PARTS OF THE EXERCISE:
1) In the paper on media concentration below, translate this sentence into Spanish: "The Web is a critical part of the media environment."
2) Answer these questions using the paper on media concentration below:
(a) At which conference was the paper presented?
(b) Of which center are the authors fellows?
(c) The text says the Web is now the largest what ever assembled by humankind?

====== TEXT EXTRACT

Paper presented at the Ford Foundation conference on media diversity, Dec. 2003.


Measuring Media Concentration Online and Offline


By Mathew Hindman and Kenneth Neil Cukier

Fellows, National Center for Digital Government

John F. Kennedy School of Government, Harvard University



The Web is a critical part of the media environment. It is now the largest information source ever assembled by humankind, comprising innumerable terabytes of data, many times more than any one person could explore in many lifetimes. Among the reasons for the Web’s ability to scale to such an extent is that online content is generated in an entirely decentralized way; it is the aggregate of the contributions of millions of individual parties. The result, as we all know, is a cornucopia of information on every conceivable subject.


But has this vast plethora of Web content translated into diversity for what users see and access? There is evidence that it has not. On the contrary, despite the vast amount of content online, the structure of the Web leads to a staggering and unexpected degree of concentration, and may even exceed the concentration found in traditional, offline media.

============
====== DATA SECTION

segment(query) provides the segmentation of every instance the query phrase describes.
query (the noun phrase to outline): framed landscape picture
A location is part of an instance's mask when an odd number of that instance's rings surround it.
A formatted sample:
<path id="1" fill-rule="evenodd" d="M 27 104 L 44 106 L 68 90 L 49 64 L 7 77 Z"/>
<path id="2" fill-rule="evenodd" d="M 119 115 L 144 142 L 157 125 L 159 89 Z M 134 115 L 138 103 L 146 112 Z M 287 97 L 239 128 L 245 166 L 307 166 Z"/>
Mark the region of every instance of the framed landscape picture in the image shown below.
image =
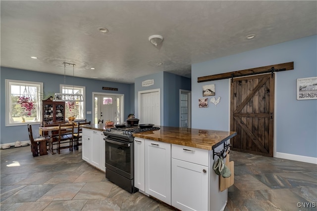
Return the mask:
<path id="1" fill-rule="evenodd" d="M 317 77 L 297 79 L 297 99 L 317 99 Z"/>
<path id="2" fill-rule="evenodd" d="M 214 84 L 206 85 L 203 86 L 203 96 L 212 96 L 215 94 Z"/>

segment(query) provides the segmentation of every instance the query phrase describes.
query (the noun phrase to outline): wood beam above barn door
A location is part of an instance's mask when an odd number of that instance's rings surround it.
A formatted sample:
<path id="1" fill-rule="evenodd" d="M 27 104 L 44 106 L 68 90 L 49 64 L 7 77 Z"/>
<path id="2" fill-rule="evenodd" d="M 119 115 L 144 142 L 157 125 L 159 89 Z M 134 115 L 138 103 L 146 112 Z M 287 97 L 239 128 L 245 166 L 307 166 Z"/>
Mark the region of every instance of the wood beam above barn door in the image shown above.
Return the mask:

============

ANSWERS TO THE TASKS:
1) La Web es una parte fundamental del entorno mediático.

2)
(a) The Ford Foundation conference on media diversity, Dec. 2003.
(b) The National Center for Digital Government.
(c) Information source.